#### [EXERCISE DESCRIPTION]
The records that follow must be repeated exactly, line by line.

#### [DATA SHOWN]
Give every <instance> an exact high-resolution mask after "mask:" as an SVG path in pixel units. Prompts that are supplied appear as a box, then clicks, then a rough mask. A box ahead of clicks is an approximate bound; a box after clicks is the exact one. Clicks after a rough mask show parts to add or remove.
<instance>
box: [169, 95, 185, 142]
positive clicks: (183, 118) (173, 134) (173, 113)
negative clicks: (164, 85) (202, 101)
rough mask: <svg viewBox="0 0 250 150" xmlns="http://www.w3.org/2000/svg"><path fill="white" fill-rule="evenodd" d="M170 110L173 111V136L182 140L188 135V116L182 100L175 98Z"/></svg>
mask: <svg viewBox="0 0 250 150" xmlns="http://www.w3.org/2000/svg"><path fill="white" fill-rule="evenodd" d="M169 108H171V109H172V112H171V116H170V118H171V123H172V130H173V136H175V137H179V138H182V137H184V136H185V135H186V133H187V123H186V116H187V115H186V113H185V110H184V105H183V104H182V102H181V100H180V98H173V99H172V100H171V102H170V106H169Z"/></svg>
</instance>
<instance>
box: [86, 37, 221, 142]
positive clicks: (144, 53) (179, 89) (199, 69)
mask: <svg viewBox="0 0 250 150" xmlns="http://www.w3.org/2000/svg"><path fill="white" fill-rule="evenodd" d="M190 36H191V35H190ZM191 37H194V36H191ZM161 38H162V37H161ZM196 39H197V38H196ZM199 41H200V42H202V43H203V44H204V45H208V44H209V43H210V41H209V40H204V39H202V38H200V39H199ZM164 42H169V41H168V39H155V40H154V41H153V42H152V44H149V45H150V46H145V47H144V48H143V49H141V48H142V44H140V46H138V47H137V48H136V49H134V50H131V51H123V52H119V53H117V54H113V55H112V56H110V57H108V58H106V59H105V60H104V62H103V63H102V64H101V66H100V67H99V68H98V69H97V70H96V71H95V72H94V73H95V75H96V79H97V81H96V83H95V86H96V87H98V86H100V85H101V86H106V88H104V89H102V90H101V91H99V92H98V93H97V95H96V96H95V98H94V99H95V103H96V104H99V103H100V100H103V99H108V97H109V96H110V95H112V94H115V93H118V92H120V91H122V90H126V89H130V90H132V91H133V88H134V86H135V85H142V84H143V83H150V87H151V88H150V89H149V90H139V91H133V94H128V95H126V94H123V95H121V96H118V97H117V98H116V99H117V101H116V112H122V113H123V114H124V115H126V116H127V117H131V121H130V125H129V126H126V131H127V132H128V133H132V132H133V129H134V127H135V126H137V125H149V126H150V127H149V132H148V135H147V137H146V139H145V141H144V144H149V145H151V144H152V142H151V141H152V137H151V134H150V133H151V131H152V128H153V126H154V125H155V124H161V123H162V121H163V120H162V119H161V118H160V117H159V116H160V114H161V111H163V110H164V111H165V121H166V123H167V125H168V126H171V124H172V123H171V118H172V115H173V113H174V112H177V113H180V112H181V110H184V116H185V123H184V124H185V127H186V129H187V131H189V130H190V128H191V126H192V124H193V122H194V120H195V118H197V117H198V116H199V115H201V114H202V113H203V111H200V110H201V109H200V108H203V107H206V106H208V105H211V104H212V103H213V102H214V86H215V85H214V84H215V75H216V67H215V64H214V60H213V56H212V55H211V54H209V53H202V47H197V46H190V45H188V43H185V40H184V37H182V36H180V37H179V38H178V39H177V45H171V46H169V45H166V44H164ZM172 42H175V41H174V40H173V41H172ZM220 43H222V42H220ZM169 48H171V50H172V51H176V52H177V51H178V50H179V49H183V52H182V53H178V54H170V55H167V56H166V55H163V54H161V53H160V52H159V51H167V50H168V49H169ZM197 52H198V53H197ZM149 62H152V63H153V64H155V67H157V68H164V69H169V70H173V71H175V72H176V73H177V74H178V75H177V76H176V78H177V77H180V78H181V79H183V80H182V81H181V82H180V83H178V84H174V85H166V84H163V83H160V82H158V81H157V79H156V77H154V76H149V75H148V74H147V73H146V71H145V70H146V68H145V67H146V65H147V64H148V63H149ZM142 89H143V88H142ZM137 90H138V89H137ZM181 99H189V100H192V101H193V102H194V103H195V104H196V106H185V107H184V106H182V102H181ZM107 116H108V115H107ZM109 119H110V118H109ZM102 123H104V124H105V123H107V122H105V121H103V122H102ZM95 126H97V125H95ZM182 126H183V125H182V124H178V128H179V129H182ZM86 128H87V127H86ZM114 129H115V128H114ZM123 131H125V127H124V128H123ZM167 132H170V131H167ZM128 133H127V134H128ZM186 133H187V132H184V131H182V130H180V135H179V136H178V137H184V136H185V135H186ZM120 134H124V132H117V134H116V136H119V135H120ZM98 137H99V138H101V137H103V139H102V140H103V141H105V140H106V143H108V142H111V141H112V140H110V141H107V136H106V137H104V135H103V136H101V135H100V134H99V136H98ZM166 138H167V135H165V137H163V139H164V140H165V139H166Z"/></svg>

#### [RESULT]
Give every <instance> an exact high-resolution mask after "mask:" as an SVG path in pixel units. Prompts that are supplied appear as a box, then clicks, then a rough mask. A box ahead of clicks is an approximate bound; a box after clicks is the exact one. Clicks after a rough mask show parts to add or remove.
<instance>
box: [169, 95, 185, 142]
positive clicks: (183, 118) (173, 134) (173, 113)
negative clicks: (164, 85) (202, 101)
rough mask: <svg viewBox="0 0 250 150" xmlns="http://www.w3.org/2000/svg"><path fill="white" fill-rule="evenodd" d="M170 110L173 111V136L182 140L188 135V116L182 100L175 98Z"/></svg>
mask: <svg viewBox="0 0 250 150" xmlns="http://www.w3.org/2000/svg"><path fill="white" fill-rule="evenodd" d="M169 108H171V109H172V112H171V116H170V118H171V123H172V130H173V136H175V137H179V138H182V137H184V136H185V135H186V133H187V123H186V116H187V115H186V113H185V110H184V105H183V104H182V102H181V100H180V98H173V99H172V100H171V102H170V106H169Z"/></svg>
</instance>
<instance>
box: [86, 37, 221, 142]
positive clicks: (144, 53) (179, 89) (199, 69)
mask: <svg viewBox="0 0 250 150" xmlns="http://www.w3.org/2000/svg"><path fill="white" fill-rule="evenodd" d="M190 36H191V35H190ZM191 37H194V36H191ZM161 38H162V37H161ZM196 39H197V38H196ZM199 41H200V42H202V43H203V44H204V45H208V44H209V43H210V41H209V40H204V39H202V38H200V39H199ZM164 42H169V41H168V39H155V40H154V41H153V42H152V44H149V45H150V46H145V47H144V48H143V49H141V48H142V44H140V46H138V47H137V48H136V49H134V50H131V51H123V52H119V53H117V54H113V55H112V56H110V57H108V58H106V59H105V60H104V62H103V63H102V64H101V66H100V67H99V68H98V69H97V70H96V71H95V72H94V73H95V75H96V79H97V81H96V83H95V86H96V87H98V86H100V85H101V86H106V88H104V89H102V90H101V91H99V92H98V93H97V95H96V96H95V98H94V99H95V103H96V104H99V103H100V100H103V99H108V97H109V96H110V95H112V94H115V93H118V92H120V91H122V90H126V89H130V90H132V91H133V88H134V86H135V85H142V84H143V83H150V87H151V88H150V89H149V90H139V91H133V94H128V95H126V94H123V95H121V96H118V97H117V98H116V99H117V101H116V112H122V113H123V114H124V115H126V116H127V117H131V121H130V125H129V126H126V131H127V132H128V133H132V132H133V129H134V127H135V126H137V125H149V126H150V127H149V132H148V135H147V137H146V139H145V141H144V144H149V145H151V144H152V142H151V141H152V137H151V134H150V133H151V131H152V128H153V126H154V125H155V124H161V123H162V121H163V120H162V119H161V118H160V117H159V116H160V114H161V111H163V110H164V111H165V121H166V123H167V125H168V126H171V124H172V123H171V118H172V115H173V113H174V112H177V113H180V112H181V110H184V116H185V123H184V124H185V127H186V129H187V131H189V130H190V128H191V126H192V124H193V122H194V120H195V118H197V117H198V116H199V115H201V114H202V113H203V111H200V110H201V109H200V108H203V107H206V106H208V105H211V104H212V103H213V102H214V86H215V85H214V84H215V75H216V67H215V64H214V60H213V56H212V55H211V54H209V53H202V47H197V46H190V45H188V43H185V40H184V37H182V36H180V37H179V38H178V39H177V45H171V46H169V45H166V44H164ZM172 42H175V41H174V40H173V41H172ZM220 43H222V42H220ZM169 48H171V50H172V51H176V52H177V51H178V50H179V49H183V52H182V53H178V54H170V55H167V56H166V55H163V54H161V53H160V52H159V51H167V50H168V49H169ZM197 52H198V53H197ZM149 62H152V63H153V64H155V67H157V68H164V69H169V70H173V71H175V72H176V73H177V74H178V75H177V76H176V78H177V77H180V78H181V79H183V80H182V81H181V82H180V83H178V84H174V85H166V84H163V83H160V82H158V81H157V79H156V77H154V76H149V75H148V74H147V73H146V71H145V70H146V68H145V67H146V65H147V64H148V63H149ZM142 89H143V88H142ZM137 90H138V89H137ZM181 99H189V100H192V101H193V102H194V103H195V104H196V106H185V107H184V106H182V102H181ZM107 116H108V115H107ZM109 119H110V118H109ZM102 123H104V124H105V123H107V122H105V121H103V122H102ZM95 126H97V125H95ZM182 126H183V125H182V124H178V128H179V129H182ZM86 128H87V127H86ZM114 129H115V128H114ZM123 131H125V127H124V128H123ZM167 132H170V131H167ZM128 133H127V134H128ZM186 133H187V132H184V131H182V130H180V135H179V136H178V137H184V136H185V135H186ZM120 134H124V132H117V134H116V136H119V135H120ZM98 137H99V138H101V137H103V139H102V140H103V141H105V140H106V143H108V142H111V141H112V140H110V141H107V136H106V137H104V135H103V136H101V135H100V134H99V136H98ZM166 138H167V135H165V137H163V139H164V140H165V139H166Z"/></svg>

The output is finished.